→ **Instructions to follow**
Copy out word for word the part of the rows below that opens with the line containing "For the evaluation set, locate every instance of the small" and closes with the line containing "x=296 y=162", with both of those lines included.
***** Data records *****
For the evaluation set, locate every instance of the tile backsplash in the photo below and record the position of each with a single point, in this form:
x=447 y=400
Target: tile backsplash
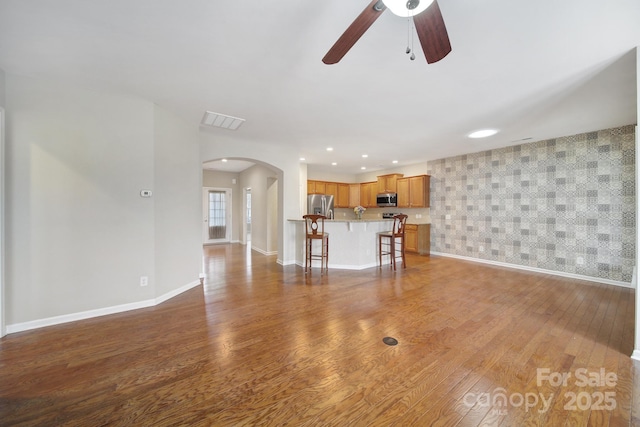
x=565 y=204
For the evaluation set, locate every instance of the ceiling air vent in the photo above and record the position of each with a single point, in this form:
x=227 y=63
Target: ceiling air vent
x=221 y=121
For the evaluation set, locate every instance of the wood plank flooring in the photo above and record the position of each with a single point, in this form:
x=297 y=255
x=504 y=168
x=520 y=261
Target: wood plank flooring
x=262 y=344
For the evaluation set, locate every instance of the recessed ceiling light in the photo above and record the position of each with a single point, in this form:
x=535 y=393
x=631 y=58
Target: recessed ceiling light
x=483 y=133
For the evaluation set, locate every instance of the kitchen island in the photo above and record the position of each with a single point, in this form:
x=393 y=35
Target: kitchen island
x=353 y=244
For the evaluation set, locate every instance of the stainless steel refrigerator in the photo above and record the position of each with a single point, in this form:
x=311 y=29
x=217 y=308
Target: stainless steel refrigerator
x=320 y=204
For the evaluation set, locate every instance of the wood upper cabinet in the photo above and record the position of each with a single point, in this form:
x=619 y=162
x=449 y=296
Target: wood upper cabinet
x=342 y=201
x=387 y=183
x=316 y=187
x=413 y=192
x=354 y=195
x=368 y=192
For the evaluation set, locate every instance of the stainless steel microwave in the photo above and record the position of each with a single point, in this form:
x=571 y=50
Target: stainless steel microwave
x=387 y=199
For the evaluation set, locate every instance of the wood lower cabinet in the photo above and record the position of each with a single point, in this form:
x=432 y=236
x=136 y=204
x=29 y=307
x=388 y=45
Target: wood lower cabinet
x=417 y=238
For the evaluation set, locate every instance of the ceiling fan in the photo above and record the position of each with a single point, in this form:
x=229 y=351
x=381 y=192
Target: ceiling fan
x=427 y=20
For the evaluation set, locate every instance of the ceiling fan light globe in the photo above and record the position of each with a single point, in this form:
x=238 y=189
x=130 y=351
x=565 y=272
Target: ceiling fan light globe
x=399 y=7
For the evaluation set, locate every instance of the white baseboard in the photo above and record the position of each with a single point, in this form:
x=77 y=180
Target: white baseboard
x=66 y=318
x=540 y=270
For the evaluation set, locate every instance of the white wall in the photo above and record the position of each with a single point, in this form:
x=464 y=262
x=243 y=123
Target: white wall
x=79 y=236
x=3 y=329
x=636 y=352
x=260 y=179
x=177 y=203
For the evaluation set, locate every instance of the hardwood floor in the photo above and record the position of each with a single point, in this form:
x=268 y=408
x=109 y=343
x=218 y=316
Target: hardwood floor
x=262 y=344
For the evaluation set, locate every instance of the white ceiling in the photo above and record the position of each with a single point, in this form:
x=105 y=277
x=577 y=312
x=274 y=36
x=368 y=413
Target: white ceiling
x=534 y=69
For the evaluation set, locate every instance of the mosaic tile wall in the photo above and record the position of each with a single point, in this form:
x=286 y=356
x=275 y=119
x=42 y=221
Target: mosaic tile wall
x=542 y=204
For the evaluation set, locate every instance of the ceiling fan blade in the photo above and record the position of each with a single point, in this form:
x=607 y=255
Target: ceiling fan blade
x=354 y=32
x=432 y=33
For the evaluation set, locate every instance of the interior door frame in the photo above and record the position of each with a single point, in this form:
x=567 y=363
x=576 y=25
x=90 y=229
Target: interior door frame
x=205 y=215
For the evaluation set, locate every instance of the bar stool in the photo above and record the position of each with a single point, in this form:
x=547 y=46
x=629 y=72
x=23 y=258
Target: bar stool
x=389 y=240
x=315 y=231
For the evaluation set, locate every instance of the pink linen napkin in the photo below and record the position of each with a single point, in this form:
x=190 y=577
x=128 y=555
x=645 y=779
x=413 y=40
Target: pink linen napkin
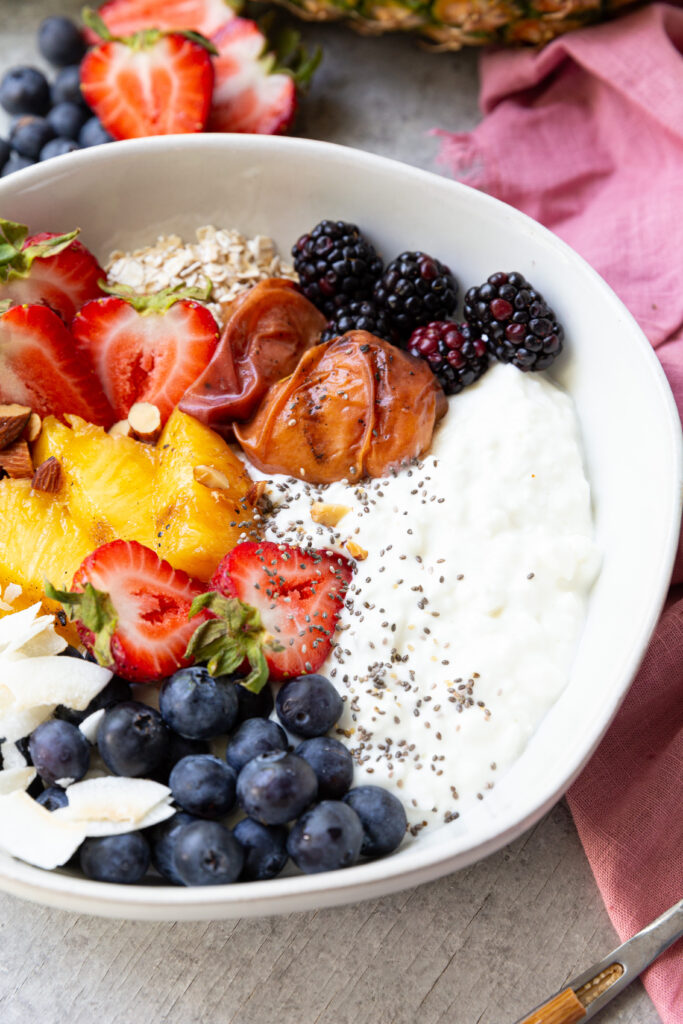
x=587 y=136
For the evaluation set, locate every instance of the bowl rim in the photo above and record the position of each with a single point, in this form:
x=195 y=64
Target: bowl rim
x=415 y=865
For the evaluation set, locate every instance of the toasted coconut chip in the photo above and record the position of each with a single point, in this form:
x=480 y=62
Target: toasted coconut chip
x=26 y=684
x=30 y=832
x=12 y=779
x=114 y=801
x=28 y=634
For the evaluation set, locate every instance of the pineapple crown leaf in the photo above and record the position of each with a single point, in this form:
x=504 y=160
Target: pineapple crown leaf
x=143 y=39
x=16 y=261
x=158 y=302
x=233 y=634
x=93 y=608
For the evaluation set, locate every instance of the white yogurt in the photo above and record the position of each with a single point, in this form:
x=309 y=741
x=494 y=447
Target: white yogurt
x=461 y=624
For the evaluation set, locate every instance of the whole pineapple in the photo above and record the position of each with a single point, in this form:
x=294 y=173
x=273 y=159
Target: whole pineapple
x=453 y=24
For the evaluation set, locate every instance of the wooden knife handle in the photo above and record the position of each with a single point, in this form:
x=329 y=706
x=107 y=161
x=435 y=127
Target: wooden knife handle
x=562 y=1009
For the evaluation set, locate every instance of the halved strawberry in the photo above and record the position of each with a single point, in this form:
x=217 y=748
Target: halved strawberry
x=256 y=90
x=123 y=17
x=152 y=83
x=147 y=347
x=41 y=367
x=46 y=267
x=132 y=610
x=299 y=595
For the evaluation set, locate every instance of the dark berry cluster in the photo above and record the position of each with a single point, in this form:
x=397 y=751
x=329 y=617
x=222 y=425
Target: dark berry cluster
x=51 y=119
x=416 y=289
x=455 y=354
x=336 y=264
x=363 y=314
x=515 y=322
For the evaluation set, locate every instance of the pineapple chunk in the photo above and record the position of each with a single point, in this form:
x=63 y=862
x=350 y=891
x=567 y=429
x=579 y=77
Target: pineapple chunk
x=196 y=525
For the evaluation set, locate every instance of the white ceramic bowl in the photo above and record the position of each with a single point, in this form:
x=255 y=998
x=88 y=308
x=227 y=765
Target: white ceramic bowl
x=125 y=195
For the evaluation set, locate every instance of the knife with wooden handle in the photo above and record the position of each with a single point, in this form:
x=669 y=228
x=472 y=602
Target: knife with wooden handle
x=586 y=995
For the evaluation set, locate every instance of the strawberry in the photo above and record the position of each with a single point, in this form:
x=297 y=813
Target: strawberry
x=146 y=347
x=151 y=83
x=46 y=267
x=298 y=595
x=123 y=17
x=41 y=367
x=254 y=90
x=131 y=610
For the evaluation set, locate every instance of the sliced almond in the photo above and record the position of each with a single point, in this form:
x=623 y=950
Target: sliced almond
x=328 y=515
x=355 y=551
x=33 y=428
x=47 y=476
x=15 y=460
x=211 y=478
x=13 y=419
x=144 y=420
x=121 y=428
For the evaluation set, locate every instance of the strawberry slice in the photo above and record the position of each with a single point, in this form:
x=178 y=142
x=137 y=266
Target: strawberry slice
x=298 y=594
x=131 y=610
x=46 y=267
x=152 y=83
x=41 y=367
x=146 y=347
x=123 y=17
x=255 y=90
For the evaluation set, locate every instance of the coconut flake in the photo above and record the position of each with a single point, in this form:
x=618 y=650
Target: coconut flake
x=90 y=725
x=30 y=832
x=69 y=681
x=28 y=634
x=15 y=778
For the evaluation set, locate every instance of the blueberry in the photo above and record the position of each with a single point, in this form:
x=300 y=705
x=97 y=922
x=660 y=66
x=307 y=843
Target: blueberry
x=382 y=816
x=132 y=739
x=60 y=42
x=57 y=147
x=265 y=849
x=93 y=133
x=254 y=705
x=332 y=763
x=116 y=691
x=328 y=837
x=123 y=859
x=67 y=88
x=275 y=787
x=203 y=785
x=67 y=120
x=163 y=845
x=52 y=798
x=58 y=751
x=207 y=854
x=308 y=706
x=199 y=706
x=256 y=735
x=25 y=90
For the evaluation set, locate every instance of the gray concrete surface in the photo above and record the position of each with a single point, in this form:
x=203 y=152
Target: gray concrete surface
x=478 y=947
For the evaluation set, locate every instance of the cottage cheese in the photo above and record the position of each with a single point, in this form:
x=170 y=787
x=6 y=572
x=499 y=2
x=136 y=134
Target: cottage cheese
x=461 y=623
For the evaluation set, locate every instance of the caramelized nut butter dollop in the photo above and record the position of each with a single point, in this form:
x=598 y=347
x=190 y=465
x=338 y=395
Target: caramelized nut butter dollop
x=267 y=330
x=354 y=407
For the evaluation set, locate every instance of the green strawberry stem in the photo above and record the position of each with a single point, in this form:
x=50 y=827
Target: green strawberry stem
x=235 y=634
x=15 y=261
x=143 y=39
x=158 y=302
x=94 y=609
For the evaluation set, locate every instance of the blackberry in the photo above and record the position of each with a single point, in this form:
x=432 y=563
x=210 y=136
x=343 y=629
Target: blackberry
x=515 y=322
x=335 y=264
x=363 y=314
x=416 y=289
x=455 y=354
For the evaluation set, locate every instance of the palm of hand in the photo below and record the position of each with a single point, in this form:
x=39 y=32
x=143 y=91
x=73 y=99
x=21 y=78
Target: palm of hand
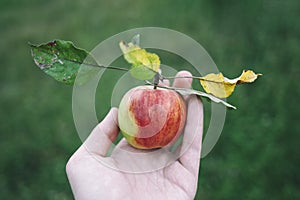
x=90 y=179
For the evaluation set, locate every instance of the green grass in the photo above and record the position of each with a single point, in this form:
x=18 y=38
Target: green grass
x=257 y=156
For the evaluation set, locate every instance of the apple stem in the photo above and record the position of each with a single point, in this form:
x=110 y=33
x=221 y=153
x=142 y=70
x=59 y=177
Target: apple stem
x=156 y=80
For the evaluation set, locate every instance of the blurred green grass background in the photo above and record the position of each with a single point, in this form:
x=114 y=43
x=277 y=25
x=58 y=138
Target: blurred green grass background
x=257 y=156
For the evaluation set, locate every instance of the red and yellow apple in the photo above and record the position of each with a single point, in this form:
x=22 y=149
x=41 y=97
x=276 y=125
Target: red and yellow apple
x=151 y=118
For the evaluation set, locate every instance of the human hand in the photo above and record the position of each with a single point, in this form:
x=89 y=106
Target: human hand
x=90 y=179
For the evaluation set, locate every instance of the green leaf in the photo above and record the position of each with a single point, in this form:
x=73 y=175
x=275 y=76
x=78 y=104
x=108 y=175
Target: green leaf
x=62 y=61
x=144 y=64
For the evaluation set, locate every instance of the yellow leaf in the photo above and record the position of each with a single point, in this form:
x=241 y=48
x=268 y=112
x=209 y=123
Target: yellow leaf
x=222 y=87
x=140 y=57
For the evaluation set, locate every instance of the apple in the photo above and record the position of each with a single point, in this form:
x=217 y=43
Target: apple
x=151 y=118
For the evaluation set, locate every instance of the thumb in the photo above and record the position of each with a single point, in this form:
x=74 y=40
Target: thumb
x=104 y=134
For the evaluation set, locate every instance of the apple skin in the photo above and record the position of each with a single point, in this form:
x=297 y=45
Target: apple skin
x=151 y=118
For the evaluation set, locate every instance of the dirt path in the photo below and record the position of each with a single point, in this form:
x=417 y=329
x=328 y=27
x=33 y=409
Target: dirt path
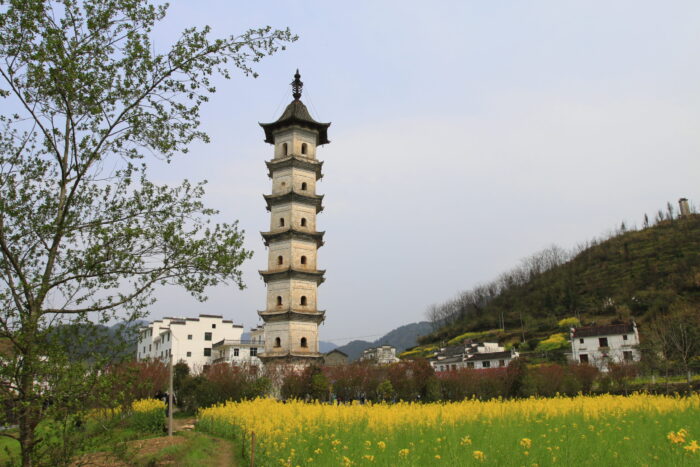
x=225 y=457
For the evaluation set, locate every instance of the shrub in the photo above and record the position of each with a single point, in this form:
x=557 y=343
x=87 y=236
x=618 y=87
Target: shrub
x=148 y=415
x=568 y=323
x=553 y=342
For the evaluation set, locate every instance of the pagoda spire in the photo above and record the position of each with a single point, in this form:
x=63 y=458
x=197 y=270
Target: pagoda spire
x=297 y=86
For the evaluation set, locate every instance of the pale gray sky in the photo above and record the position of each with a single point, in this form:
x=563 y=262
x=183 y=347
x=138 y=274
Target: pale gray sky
x=466 y=135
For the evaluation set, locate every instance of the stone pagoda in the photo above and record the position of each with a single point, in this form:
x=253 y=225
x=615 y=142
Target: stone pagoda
x=292 y=277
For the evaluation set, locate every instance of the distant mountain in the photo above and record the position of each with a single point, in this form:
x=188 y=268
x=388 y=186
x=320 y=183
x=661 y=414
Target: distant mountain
x=325 y=347
x=402 y=338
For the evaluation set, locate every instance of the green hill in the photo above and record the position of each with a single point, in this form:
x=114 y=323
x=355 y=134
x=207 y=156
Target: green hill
x=634 y=274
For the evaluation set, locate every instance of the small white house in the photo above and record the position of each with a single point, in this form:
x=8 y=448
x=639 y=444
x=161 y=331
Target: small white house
x=480 y=355
x=382 y=355
x=599 y=345
x=187 y=339
x=242 y=351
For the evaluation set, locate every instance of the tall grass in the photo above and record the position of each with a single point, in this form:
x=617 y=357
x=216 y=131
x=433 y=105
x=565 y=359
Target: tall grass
x=603 y=430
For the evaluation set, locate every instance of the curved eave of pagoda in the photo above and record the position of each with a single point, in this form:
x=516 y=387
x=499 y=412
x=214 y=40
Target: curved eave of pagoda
x=292 y=356
x=320 y=128
x=291 y=273
x=293 y=234
x=293 y=315
x=294 y=197
x=296 y=162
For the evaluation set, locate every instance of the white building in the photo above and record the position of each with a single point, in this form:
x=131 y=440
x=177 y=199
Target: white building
x=380 y=355
x=598 y=345
x=479 y=355
x=187 y=339
x=241 y=351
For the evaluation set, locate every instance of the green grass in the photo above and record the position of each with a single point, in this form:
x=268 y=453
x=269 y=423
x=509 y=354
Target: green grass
x=197 y=451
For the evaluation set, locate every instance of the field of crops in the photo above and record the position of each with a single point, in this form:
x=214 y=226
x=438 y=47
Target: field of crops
x=604 y=430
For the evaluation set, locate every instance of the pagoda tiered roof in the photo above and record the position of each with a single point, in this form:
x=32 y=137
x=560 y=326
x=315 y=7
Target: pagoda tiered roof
x=297 y=162
x=292 y=273
x=290 y=314
x=295 y=197
x=293 y=234
x=296 y=114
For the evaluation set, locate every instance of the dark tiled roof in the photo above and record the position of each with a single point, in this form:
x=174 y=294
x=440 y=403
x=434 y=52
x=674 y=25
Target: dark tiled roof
x=296 y=113
x=490 y=355
x=607 y=330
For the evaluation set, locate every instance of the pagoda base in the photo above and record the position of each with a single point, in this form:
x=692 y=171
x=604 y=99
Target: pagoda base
x=293 y=359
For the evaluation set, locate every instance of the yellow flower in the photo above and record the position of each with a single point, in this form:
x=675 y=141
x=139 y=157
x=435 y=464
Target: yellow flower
x=678 y=437
x=692 y=447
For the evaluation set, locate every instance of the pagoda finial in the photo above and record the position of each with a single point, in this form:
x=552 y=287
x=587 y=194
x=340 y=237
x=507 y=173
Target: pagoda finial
x=297 y=84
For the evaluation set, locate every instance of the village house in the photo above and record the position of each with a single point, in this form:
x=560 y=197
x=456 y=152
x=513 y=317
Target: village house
x=335 y=358
x=241 y=351
x=473 y=355
x=599 y=345
x=382 y=355
x=185 y=339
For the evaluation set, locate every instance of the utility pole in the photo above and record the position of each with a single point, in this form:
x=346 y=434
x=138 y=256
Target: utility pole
x=170 y=396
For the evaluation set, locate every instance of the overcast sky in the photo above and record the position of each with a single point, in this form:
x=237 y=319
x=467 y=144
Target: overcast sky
x=465 y=136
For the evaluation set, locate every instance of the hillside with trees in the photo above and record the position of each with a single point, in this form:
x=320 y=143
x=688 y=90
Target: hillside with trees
x=646 y=275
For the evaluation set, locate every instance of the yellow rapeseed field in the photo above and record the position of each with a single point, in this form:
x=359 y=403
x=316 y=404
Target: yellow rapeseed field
x=608 y=430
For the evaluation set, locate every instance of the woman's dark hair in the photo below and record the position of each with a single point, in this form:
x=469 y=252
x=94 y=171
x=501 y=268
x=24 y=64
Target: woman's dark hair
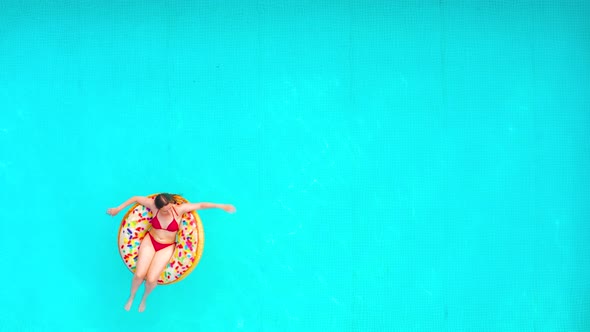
x=162 y=200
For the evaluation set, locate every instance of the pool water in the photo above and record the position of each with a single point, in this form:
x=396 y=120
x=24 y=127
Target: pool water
x=395 y=165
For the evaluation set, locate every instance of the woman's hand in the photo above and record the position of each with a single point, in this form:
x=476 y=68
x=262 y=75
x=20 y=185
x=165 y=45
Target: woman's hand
x=113 y=211
x=228 y=208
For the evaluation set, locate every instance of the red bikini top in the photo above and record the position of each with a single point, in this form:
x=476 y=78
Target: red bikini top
x=172 y=227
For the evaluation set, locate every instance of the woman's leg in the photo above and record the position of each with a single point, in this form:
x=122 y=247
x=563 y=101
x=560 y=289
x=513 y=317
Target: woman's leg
x=144 y=259
x=161 y=259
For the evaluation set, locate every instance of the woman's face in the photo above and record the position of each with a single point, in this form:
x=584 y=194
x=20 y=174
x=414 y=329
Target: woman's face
x=166 y=208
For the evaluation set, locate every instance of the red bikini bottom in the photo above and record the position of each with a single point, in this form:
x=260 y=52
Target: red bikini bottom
x=157 y=245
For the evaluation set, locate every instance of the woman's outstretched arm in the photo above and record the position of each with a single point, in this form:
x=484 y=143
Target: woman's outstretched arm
x=188 y=207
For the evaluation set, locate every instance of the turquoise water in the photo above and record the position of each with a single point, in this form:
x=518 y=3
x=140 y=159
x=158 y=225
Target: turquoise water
x=396 y=166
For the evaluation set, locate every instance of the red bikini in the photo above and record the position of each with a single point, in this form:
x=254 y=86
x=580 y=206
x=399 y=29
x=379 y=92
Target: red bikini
x=172 y=227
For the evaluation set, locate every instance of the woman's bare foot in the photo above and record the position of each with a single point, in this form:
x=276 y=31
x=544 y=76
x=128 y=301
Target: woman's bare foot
x=129 y=303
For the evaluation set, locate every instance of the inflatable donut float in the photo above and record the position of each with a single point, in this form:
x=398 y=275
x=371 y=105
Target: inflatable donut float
x=190 y=241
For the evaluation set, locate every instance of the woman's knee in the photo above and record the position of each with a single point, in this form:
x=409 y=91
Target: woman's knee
x=139 y=275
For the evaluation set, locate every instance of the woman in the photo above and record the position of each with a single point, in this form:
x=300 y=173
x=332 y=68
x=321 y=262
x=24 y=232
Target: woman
x=157 y=247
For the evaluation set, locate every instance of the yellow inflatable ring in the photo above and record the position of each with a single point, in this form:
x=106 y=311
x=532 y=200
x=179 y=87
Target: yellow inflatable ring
x=190 y=241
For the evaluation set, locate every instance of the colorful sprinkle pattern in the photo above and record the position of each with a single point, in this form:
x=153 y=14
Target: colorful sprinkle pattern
x=133 y=229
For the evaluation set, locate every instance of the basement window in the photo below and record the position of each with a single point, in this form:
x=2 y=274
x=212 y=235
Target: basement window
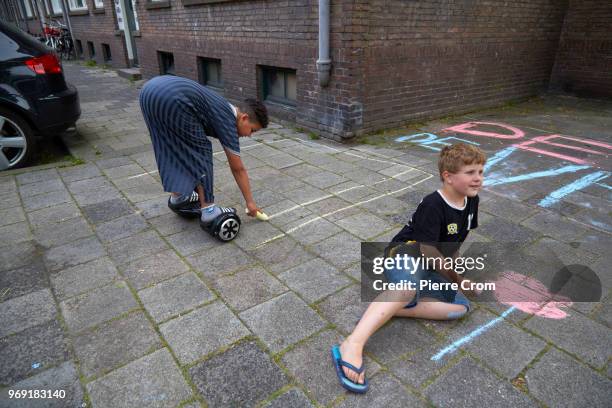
*****
→ **Final result**
For the evaluation set, locate every instance of the small white house in the photo above and record the position of each with a single point, in this form:
x=8 y=448
x=639 y=444
x=161 y=331
Target: small white house
x=480 y=355
x=382 y=355
x=599 y=345
x=187 y=339
x=242 y=351
For the evaluation set, locate every instance of the tall grass in the photo above and record the position of each with a single point, in this form:
x=617 y=357
x=216 y=131
x=433 y=105
x=565 y=359
Target: tall grass
x=603 y=430
For the evaluation set, locate every instance of the curved eave of pagoda in the photo above and record the position of each with a single point, in this form:
x=516 y=387
x=499 y=412
x=214 y=40
Target: curved eave of pagoda
x=292 y=356
x=320 y=128
x=291 y=273
x=293 y=234
x=293 y=315
x=294 y=197
x=296 y=162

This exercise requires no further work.